Work required. Convert all the rows below into a JSON list of strings, one string per line, omitting blank lines.

[Begin]

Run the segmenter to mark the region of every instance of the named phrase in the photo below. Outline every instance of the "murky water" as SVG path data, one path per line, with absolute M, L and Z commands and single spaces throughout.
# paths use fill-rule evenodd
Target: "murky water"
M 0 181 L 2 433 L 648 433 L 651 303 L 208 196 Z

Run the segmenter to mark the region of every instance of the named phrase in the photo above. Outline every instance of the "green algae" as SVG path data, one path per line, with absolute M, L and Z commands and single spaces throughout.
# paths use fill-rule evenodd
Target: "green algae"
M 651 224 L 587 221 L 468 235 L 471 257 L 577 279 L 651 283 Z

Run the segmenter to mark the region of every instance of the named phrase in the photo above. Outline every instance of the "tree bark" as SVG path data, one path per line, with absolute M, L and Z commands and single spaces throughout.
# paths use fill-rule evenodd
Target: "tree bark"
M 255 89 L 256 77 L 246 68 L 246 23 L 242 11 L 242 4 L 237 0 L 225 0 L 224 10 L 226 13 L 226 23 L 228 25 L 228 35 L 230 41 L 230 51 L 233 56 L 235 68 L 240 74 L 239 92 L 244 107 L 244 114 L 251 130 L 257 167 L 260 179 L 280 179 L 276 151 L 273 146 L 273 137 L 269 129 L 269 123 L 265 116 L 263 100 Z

[End]

Task answer.
[
  "Run the segmenter to mark the region of every instance of the named phrase in the photo below. Outline every instance of the \"murky water\" as SVG path data, one path per line, with absolute M, L and Z commands and single spaces throughout.",
  "# paths use fill-rule evenodd",
  "Target: \"murky water\"",
  "M 0 181 L 2 433 L 648 433 L 651 303 L 208 196 Z",
  "Run the segmenter to mark the region of every instance of the named phrase in the photo above. Outline every instance of the \"green algae\" as SVG path data, one path per line, with absolute M, L and Z commands and single spaces throughout.",
  "# paths use fill-rule evenodd",
  "Target: \"green algae\"",
  "M 651 224 L 587 221 L 468 235 L 471 257 L 577 279 L 651 283 Z",
  "Run the segmenter to mark the region of every instance of the named phrase in the photo above. Outline every instance of the \"tree bark\" as SVG path data, one path per line, with absolute M, L and Z commands and single spaces throughout.",
  "# paths use fill-rule evenodd",
  "Target: \"tree bark\"",
  "M 255 89 L 256 77 L 246 68 L 246 23 L 242 11 L 242 4 L 237 0 L 225 0 L 224 10 L 226 13 L 226 23 L 228 25 L 228 35 L 230 41 L 230 51 L 233 56 L 235 68 L 240 74 L 239 92 L 244 107 L 244 114 L 251 130 L 257 167 L 260 179 L 280 179 L 276 151 L 273 146 L 273 137 L 269 129 L 269 123 L 265 116 L 263 100 Z"
]